Begin Source records
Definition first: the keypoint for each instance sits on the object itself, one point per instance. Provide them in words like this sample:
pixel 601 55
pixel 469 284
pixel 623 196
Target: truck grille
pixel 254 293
End Source records
## Request
Put every line of the entries above into a JSON list of strings, one string per line, leaving out any blank lines.

## Answer to the exercise
[
  "Definition first: the keypoint for each instance sits on the object itself, one point per instance. Provide them in words like this sample:",
  "pixel 601 55",
  "pixel 469 284",
  "pixel 623 196",
  "Target: truck grille",
  "pixel 254 293"
]